TESTO DI PARTENZA:
Si tratta, a questo punto, di valutare il "valore conoscitivo dell'immaginale" (T. Maldonado, 1993, p. 57), ossia di capire se l'interazione diretta con una realtà virtuale, "materializzata" dalla tecnologia digitale, sia veramente in grado di arricchire l'esperienza conoscitiva individuale o collettiva, anzi di fornire più esperienza di quella che si sarebbe potuta raccogliere nel rapporto con una realtà, diciamo più empirica.


Le tecnologie delle "intelligenze multiple"


Se consideriamo la realtà virtuale una nuova tecnologia di rappresentazione simbolica, lo spazio comunicativo emergente dall'interazione tra i sistemi cognitivi di produzione simbolica e i più sofisticati strumenti tecnologici di elaborazione delle informazione, allora dobbiamo collocare il campo di analisi della realtà virtuale nel punto di intersezione tra i processi della cognizione e le nuove tecnologie digitali.
Il taglio metodologico dell'analisi comporta, innanzitutto, un riferimento esplicito da un lato alla riflessione sulla natura dei processi di apprendimento, dall'altro ad un profilo evolutivo delle tecnologie della comunicazione attraverso le quali l'uomo rimodella la sua stessa conoscenza e la sua stessa attività simbolica.
A tal proposito si parla di ecologia cognitiva proprio per sottolineare la considerazione per la quale non si può descrivere il funzionamento della mente in termini strutturali, o matematizzati, senza far riferimento ad un tipo di cognitivismo dinamico.
Infatti l'ambiente non è soltanto il mondo che la mente prende ad oggetto della sua attività percettivo-rappresentativa. L'ambiente è anche il mondo nel quale la mente si plasma e che, attraverso le tecnologie della comunicazione, modella e trasforma le modalità operative del pensiero.

(Estratti del dataset)
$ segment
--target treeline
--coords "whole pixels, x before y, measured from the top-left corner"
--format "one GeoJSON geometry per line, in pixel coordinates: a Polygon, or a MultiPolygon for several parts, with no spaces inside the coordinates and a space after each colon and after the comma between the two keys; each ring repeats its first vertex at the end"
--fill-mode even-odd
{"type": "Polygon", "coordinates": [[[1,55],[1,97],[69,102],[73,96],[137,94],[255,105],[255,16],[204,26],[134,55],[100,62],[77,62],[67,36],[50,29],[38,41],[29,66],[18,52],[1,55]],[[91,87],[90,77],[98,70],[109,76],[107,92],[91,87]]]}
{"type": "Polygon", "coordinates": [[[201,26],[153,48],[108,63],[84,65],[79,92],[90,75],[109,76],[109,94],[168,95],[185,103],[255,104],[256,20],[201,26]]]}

COMPITO 1: Riporta tutte le espressioni che nel testo sulla realtà virtuale compaiono tra virgolette doppie.
COMPITO 2:
Indica se ciascuna affermazione concorda con il testo sulla realtà virtuale. Rispondi sì o no e cita le parole del testo che lo stabiliscono.
(a) L'ambiente è soltanto il mondo che la mente prende ad oggetto della sua attività percettivo-rappresentativa.
(b) Si parla di ecologia cognitiva per sottolineare che il funzionamento della mente non si può descrivere in termini strutturali senza riferirsi a un cognitivismo dinamico.
(c) La citazione di T. Maldonado rimanda a un'opera del 1993.

AREA DI RISPOSTA 1:
- "valore conoscitivo dell'immaginale"
- "materializzata"
- "intelligenze multiple"

AREA DI RISPOSTA 2:
(a) No: "l'ambiente non è soltanto il mondo che la mente prende ad oggetto della sua attività percettivo-rappresentativa."
(b) Sì: "si parla di ecologia cognitiva proprio per sottolineare la considerazione per la quale non si può descrivere il funzionamento della mente in termini strutturali, o matematizzati, senza far riferimento ad un tipo di cognitivismo dinamico."
(c) Sì: "(T. Maldonado, 1993, p. 57)"